Source material »
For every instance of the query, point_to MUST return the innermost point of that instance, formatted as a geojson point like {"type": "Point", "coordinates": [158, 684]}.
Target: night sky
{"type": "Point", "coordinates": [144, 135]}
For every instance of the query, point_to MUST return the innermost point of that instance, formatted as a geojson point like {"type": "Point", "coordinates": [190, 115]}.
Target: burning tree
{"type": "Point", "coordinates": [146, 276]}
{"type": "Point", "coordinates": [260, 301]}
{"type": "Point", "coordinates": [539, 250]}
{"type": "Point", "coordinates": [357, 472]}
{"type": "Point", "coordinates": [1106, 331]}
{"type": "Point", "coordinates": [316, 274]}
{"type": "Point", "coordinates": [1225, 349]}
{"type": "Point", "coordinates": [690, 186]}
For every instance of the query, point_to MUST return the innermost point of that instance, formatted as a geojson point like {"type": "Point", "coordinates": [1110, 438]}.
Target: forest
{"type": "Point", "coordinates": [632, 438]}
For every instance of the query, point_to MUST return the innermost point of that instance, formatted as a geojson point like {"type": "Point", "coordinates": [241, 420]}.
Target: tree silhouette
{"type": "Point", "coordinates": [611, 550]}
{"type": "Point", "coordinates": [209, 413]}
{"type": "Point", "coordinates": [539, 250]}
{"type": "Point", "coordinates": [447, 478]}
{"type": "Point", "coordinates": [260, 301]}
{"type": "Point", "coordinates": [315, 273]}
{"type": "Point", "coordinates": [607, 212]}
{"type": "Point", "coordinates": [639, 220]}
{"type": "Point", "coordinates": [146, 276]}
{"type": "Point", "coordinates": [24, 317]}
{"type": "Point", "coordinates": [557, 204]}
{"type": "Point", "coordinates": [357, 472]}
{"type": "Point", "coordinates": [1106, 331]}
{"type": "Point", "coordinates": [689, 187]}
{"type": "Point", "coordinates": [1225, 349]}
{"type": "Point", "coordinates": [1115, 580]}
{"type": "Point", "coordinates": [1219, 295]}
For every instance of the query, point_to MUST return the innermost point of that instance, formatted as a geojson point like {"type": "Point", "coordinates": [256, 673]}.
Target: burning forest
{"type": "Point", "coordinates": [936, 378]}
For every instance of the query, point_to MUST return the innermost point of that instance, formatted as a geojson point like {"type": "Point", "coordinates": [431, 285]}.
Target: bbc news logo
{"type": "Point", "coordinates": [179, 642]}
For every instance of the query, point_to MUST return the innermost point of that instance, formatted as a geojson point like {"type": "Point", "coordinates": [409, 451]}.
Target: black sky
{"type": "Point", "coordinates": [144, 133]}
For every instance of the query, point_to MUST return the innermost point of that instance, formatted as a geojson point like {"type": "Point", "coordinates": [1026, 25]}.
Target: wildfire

Aim of the task » Using the listing above, gather each line that holds the string "like" and copy it.

Answer for the task »
For every instance of the query, point_to MUST return the innermost point of that instance, formatted as a geojson point like {"type": "Point", "coordinates": [158, 684]}.
For every instance of the query, point_to MUST return the innermost point of that instance, formatted as a geojson point like {"type": "Point", "coordinates": [190, 115]}.
For every instance of the query, point_to MUST return the innermost point of that instance, formatted as a geojson point like {"type": "Point", "coordinates": [1110, 438]}.
For every instance of the query, point_to MUST return the innermost point of that instance, formatted as a geojson point like {"type": "Point", "coordinates": [241, 420]}.
For every instance of the query, point_to MUST return the innermost point of that instance, formatted as a geojson point like {"type": "Point", "coordinates": [256, 673]}.
For every instance of the query, point_to MUST return the innermost point of that instance, formatted as a geojson point like {"type": "Point", "coordinates": [431, 285]}.
For every instance of the query, point_to MUST return the innermost point of that instance, formatted as a geojson point like {"type": "Point", "coordinates": [409, 451]}.
For every instance of the query, point_to MUST return the innermost point of that instance, formatted as a geojson point like {"type": "Point", "coordinates": [1026, 25]}.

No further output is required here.